Give each entry back by retyping it exactly as written.

BEGIN Entries supplied

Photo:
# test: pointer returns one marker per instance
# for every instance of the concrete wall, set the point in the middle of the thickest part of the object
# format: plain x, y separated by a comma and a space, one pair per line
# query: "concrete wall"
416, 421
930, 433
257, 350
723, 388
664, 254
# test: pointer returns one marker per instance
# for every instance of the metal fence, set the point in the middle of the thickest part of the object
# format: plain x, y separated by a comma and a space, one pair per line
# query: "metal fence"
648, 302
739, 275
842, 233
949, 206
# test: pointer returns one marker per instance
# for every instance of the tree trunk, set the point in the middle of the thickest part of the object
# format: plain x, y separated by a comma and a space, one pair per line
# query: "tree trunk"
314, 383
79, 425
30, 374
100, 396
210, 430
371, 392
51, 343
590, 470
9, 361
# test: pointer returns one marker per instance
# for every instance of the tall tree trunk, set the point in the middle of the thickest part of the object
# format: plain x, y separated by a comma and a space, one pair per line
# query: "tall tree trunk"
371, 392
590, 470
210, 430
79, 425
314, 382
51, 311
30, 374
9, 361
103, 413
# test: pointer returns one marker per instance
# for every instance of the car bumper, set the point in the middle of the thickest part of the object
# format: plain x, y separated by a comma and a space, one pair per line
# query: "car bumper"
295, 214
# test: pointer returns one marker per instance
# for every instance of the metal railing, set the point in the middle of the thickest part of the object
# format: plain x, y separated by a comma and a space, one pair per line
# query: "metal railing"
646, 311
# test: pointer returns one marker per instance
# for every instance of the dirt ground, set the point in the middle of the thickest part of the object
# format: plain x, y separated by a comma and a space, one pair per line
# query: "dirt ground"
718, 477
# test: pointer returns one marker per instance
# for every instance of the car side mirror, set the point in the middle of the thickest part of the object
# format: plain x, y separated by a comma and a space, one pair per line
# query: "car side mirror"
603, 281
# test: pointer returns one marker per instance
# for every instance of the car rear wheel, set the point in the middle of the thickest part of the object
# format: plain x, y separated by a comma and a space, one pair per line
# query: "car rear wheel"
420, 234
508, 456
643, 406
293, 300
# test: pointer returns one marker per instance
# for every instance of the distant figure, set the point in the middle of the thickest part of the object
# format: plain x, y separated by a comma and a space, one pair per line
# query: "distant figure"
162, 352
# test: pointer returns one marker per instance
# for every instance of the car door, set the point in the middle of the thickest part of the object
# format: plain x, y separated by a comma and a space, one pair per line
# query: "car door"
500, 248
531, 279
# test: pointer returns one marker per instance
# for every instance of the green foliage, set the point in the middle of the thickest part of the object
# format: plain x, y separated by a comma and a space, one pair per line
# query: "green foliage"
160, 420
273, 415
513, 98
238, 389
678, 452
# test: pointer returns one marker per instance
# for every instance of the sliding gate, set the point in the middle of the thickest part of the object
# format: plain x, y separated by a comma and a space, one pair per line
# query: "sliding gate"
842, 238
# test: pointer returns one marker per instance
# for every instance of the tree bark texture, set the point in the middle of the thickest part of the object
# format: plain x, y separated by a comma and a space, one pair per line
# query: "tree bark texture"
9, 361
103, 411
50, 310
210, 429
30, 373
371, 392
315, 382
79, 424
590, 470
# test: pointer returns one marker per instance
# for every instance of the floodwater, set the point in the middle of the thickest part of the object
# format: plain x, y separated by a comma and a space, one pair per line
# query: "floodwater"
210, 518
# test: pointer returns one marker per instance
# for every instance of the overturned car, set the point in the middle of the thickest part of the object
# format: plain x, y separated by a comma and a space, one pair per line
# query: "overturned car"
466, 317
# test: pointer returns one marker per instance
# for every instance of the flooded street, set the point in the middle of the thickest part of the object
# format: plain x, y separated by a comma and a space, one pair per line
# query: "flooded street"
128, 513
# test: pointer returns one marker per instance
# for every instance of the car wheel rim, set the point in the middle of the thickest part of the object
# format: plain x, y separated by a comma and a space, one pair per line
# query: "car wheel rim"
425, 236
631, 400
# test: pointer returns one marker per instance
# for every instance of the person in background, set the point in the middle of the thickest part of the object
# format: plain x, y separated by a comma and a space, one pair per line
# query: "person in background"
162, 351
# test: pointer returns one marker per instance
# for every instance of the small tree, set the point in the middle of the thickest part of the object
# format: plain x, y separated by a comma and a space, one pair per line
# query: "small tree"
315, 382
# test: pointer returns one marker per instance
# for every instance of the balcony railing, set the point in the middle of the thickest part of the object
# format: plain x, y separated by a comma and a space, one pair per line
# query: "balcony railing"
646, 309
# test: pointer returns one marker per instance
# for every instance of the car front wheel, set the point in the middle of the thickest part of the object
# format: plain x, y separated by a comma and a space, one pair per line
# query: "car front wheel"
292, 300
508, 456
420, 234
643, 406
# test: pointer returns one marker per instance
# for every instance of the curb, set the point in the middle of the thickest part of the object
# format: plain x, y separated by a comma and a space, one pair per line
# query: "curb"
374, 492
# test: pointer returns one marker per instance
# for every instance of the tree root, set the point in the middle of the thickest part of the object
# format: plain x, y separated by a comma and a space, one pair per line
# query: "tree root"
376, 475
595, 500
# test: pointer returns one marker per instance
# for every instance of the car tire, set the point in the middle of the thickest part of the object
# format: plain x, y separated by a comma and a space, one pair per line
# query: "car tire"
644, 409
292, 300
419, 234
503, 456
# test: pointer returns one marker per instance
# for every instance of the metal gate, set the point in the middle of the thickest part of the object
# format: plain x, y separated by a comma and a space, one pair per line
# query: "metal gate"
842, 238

END Entries supplied

- [Written response]:
Photo:
# test: pointer returns one marker per instance
# for every instance of the concrete wall, set the point in the middle of the thickest part of the object
# format: plain x, y separated by a comma and a space, one pair per line
# query: "concrete wall"
416, 421
930, 433
257, 350
723, 388
664, 254
# test: pointer returns one marker per instance
# for every instance of the metal fence, set the point in the middle of the thickest part of the object
# format: plain x, y separated by a comma and a space, one pair per line
# query: "metal fence"
648, 302
739, 275
842, 233
949, 206
# test: pointer returns one marker per instance
# for every instance of the tree trunk, set the point in the middle of the thickest part of the object
# format: plain x, y separated by a comma and a space, one pair per line
# query: "tree trunk"
314, 383
79, 425
30, 374
100, 396
210, 430
371, 392
51, 343
590, 470
9, 361
# test: pointer returns one marker per instance
# for every instance of the tall tree trunk, set the point in the middle of the thickest part of the object
# format: plain x, y separated by a comma and a space, one pair per line
# query: "tall tree trunk"
371, 392
590, 470
210, 430
79, 425
314, 382
51, 311
30, 374
9, 361
103, 413
# test: pointer returns one marker per instance
# for every instance of the car bumper, set the point in the middle of the thickest part of the object
# format: plain x, y separated by a comma and a space, one pair per line
# query: "car bumper"
295, 214
# test: pointer returns one marker per instance
# for every instance of the metal railing, set the point in the middle of the thickest part of the object
# format: plain x, y separated by a comma and a space, one pair per line
# query: "metal railing"
646, 311
# test: pointer returns one marker per instance
# for every instance of the dirt ground, set the point in the middle of the thickest part of the object
# format: plain x, y separated by a comma and a space, one pair per line
# query: "dirt ground"
718, 477
# test: pointer returns one marker per instance
# for every instance of the car side mirror, set the point in the middle of the thickest part of the object
# format: plain x, y separated by a comma and a space, one pair per line
# query: "car side mirror"
603, 281
# test: pointer returns one marker per instance
# for every instance of the car rear wheel, set the point in the middle of the thickest part of the object
# format: plain x, y separated by a comma and a space, one pair per line
# query: "car rear wheel"
420, 234
508, 456
643, 406
293, 300
# test: pointer returns one marker per instance
# for every instance of the distant figure, set the point in the middle of the thickest part of the object
# format: plain x, y separated by a comma and a space, one pair per line
# query: "distant figure"
162, 352
# test: pointer returns one marker per instance
# for every instance of the car door, set the point in the middle of the thickest part of the object
# format: plain x, y separated by a comma and a space, one pair per line
# query: "car door"
500, 248
531, 279
# test: pointer returns one marker per instance
# for every instance of the green foliage, set the point in the middle of the thickest part of the object
# format: plain x, y separated by a comma and a space, one pair per line
# query: "green foliage"
160, 420
273, 415
513, 98
238, 389
678, 452
# test: pointer returns one marker per instance
# for every instance of the sliding gate, set the point in the middle of the thickest part of the object
# format: plain x, y separated by a comma and a space, one pair per line
# query: "sliding gate"
842, 238
# test: pointer returns one marker per instance
# for every instance of the tree bark texture, set the point in the middle of the thickest part of the object
# format: plain x, y separated by a comma and a space, one pair per line
# query: "tree bark texture"
9, 361
103, 411
50, 310
210, 429
30, 373
371, 392
315, 382
79, 424
590, 470
# test: pointer returns one marker per instance
# for every instance of the floodwater, set the point in the middle of the thickest part of the object
# format: plain x, y separated by a comma and a space, one pair per line
# query: "floodwater"
210, 518
# test: pointer returns one marker per instance
# for every instance of the overturned car, set the point in the middle of the thickest part of the object
# format: plain x, y separated by a comma and a space, one pair per line
# query: "overturned car"
466, 317
# test: pointer returns one marker per instance
# for every instance of the flooded street, set the point in the middle of the thickest part of the object
# format: plain x, y separated by a comma and a space, one pair per line
# query: "flooded street"
128, 513
# test: pointer returns one marker per instance
# for every instance of the car wheel rim, set the point in the middle of the thickest part of the object
# format: plain x, y separated by a comma and a space, one pair per line
# query: "car wheel rim"
425, 236
631, 400
# test: pointer returns one marker per instance
# for every instance of the person in background, set the point in the middle of the thickest part of the object
# format: plain x, y separated by a comma and a space, one pair per line
# query: "person in background"
162, 351
# test: pointer returns one marker per instance
# for every instance of the small tree, set the point in the middle of the thickest part of the object
# format: plain x, y separated by a comma and a space, one pair per line
# query: "small tree"
315, 382
# test: pointer returns one marker per instance
# for every instance of the balcony railing, set the point in the middle of the thickest part of the object
# format: plain x, y separated by a comma and a space, one pair per line
# query: "balcony railing"
646, 309
# test: pointer returns one marker per instance
# for every instance of the car front wheel, set the point in the middle of the thickest part of the object
# format: plain x, y separated by a comma and a space, one pair per line
# query: "car front wheel"
292, 300
508, 456
420, 234
643, 406
# test: pointer returns one marker per instance
# for every instance of the curb, set the point in the middle of the thickest part of the object
# format: plain x, y separated by a comma and a space, one pair per line
# query: "curb"
374, 492
# test: pointer returns one marker per instance
# for every instance of the tree root, set the point in the middle of the thickest part of the object
# format: plain x, y separated by a comma and a space, one pair per line
# query: "tree root"
376, 475
595, 500
# test: pointer returns one marker per instance
# for every instance of the car tire, set the point in the middle of the thickest part of the object
# format: plain x, y separated by a comma and a space, one pair per line
# query: "car tire"
644, 409
292, 300
419, 234
503, 456
# test: pointer returns one marker per instance
# for every instance of the metal gate, set the point in the middle of the thickest part of the object
# format: plain x, y separated by a comma and a space, one pair per line
# query: "metal gate"
842, 238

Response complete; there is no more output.